:: Aim of the task ::
State the number of lines in the following data that contain the string "gray", and nothing else.

(Data items)
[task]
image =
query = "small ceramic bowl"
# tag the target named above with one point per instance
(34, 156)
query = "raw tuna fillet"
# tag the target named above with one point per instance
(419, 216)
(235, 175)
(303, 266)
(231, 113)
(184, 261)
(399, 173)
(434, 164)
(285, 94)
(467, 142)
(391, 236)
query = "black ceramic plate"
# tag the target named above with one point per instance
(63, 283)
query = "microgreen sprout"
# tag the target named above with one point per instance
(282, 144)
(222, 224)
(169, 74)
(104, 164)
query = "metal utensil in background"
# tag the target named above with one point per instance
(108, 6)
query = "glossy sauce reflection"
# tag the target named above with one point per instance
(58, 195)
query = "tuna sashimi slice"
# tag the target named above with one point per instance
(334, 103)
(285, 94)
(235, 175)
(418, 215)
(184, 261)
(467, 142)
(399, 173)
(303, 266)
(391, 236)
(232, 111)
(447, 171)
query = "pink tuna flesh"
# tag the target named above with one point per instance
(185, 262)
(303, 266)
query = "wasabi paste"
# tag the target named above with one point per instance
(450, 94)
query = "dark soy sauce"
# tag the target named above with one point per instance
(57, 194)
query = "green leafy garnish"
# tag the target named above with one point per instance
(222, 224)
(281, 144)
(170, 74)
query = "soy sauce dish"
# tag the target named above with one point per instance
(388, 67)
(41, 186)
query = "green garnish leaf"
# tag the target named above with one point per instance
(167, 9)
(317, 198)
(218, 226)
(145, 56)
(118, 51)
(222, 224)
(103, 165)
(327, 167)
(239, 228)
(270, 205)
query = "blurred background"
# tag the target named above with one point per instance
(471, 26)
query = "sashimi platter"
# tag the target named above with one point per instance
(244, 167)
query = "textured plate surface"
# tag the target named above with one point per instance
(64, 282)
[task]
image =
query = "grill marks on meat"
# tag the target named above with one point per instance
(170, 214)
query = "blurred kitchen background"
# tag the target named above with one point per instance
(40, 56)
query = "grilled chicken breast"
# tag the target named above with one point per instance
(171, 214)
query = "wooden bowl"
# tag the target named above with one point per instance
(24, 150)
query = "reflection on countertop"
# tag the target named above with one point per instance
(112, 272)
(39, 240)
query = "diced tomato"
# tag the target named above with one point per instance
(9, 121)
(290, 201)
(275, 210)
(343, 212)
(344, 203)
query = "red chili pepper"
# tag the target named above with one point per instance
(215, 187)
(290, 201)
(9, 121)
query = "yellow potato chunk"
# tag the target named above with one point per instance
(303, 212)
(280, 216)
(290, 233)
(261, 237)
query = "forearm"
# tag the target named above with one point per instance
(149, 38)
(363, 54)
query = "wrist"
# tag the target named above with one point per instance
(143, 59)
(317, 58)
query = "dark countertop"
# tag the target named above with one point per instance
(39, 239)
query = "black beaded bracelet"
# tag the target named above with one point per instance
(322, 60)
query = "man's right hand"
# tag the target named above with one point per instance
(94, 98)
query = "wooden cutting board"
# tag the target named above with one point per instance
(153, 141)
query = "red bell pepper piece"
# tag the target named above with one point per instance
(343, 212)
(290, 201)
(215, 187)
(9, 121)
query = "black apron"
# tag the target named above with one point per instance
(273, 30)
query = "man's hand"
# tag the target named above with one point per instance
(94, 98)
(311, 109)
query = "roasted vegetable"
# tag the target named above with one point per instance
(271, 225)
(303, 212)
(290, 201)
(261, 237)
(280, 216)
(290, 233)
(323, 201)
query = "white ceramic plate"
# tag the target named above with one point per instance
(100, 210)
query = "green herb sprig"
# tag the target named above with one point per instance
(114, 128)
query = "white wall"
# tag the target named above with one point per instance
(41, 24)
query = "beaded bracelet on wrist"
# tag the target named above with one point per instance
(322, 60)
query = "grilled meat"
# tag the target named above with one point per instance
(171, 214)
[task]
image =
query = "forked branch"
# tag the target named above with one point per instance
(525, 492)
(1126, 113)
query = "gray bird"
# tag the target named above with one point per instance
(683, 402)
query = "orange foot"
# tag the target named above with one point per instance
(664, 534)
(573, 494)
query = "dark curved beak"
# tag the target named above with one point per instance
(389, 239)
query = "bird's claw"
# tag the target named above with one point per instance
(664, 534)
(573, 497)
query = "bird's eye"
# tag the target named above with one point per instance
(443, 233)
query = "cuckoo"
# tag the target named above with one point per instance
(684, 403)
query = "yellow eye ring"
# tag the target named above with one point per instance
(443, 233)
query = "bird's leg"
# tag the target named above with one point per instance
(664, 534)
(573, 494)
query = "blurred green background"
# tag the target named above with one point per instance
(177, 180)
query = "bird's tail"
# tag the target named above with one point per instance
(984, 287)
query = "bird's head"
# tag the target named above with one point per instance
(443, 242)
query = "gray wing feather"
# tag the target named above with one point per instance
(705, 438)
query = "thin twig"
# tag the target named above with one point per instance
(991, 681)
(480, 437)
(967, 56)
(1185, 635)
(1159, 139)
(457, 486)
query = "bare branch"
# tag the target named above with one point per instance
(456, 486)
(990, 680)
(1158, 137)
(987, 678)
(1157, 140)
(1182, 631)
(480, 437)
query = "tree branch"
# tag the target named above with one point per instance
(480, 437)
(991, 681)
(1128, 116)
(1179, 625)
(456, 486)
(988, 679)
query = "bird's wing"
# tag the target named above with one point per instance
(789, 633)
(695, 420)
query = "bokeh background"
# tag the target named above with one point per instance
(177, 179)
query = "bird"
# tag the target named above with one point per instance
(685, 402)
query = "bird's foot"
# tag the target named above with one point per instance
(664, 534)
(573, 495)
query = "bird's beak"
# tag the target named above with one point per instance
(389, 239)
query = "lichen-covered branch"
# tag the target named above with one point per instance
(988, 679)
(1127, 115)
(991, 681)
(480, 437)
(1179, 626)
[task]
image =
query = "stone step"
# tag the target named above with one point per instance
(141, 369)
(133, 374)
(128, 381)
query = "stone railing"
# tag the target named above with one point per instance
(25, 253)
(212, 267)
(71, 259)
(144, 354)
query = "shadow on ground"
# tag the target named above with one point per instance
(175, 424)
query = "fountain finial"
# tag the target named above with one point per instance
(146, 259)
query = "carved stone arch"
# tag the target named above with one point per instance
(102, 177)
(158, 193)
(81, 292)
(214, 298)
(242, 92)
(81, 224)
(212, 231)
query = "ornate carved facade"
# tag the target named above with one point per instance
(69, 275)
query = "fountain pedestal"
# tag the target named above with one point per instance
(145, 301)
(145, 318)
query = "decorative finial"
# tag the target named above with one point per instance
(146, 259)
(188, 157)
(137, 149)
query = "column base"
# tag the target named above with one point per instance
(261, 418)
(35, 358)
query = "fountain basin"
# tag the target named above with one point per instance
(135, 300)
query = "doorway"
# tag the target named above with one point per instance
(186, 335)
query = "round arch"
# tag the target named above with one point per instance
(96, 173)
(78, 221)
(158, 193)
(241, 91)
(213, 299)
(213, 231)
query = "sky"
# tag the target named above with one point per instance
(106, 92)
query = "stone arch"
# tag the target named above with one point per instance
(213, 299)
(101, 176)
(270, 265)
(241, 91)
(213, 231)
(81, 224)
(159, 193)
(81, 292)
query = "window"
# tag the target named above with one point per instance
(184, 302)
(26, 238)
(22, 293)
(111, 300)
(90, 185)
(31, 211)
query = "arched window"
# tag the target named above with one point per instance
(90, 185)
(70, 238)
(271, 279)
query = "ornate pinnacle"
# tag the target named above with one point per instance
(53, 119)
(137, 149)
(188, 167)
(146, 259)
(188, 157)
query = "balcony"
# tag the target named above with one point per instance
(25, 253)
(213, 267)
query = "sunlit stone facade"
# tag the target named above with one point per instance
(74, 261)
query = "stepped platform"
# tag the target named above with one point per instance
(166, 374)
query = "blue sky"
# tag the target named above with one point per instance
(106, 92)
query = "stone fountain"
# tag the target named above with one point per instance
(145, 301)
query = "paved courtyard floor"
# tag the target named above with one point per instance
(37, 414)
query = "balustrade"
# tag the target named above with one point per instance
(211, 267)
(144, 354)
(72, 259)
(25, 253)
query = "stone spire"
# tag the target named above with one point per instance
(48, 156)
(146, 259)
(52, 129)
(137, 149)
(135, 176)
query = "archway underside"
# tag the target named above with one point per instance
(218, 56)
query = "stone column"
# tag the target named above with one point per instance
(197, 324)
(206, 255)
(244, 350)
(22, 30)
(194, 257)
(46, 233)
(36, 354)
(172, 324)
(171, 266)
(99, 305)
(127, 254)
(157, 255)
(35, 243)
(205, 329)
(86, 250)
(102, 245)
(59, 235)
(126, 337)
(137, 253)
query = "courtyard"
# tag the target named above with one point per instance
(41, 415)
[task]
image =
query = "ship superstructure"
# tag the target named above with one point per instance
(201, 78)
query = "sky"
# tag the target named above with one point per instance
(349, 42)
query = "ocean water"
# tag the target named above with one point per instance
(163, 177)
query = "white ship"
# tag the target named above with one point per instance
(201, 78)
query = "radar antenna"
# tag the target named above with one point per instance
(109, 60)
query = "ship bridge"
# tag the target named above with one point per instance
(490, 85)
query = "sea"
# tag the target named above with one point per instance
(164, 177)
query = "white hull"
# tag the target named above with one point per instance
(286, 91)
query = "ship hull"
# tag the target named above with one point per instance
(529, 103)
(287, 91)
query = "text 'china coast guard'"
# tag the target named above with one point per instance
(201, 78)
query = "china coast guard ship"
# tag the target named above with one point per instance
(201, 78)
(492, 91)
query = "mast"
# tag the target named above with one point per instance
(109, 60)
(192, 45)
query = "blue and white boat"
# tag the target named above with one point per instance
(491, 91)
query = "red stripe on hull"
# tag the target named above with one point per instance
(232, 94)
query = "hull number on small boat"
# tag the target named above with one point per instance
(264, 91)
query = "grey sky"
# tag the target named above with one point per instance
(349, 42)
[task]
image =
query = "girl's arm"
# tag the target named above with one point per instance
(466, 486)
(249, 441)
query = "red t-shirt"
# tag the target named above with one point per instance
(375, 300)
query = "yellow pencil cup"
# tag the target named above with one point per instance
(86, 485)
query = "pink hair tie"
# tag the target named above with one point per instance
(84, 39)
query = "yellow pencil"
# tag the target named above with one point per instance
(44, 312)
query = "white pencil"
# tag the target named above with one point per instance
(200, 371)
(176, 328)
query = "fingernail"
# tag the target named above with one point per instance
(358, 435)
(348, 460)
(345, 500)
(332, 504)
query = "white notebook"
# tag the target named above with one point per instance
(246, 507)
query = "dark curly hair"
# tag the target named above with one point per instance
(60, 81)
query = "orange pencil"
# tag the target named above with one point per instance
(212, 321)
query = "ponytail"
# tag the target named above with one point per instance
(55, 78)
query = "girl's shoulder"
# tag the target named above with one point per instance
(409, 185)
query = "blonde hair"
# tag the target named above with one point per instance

:: Task result ::
2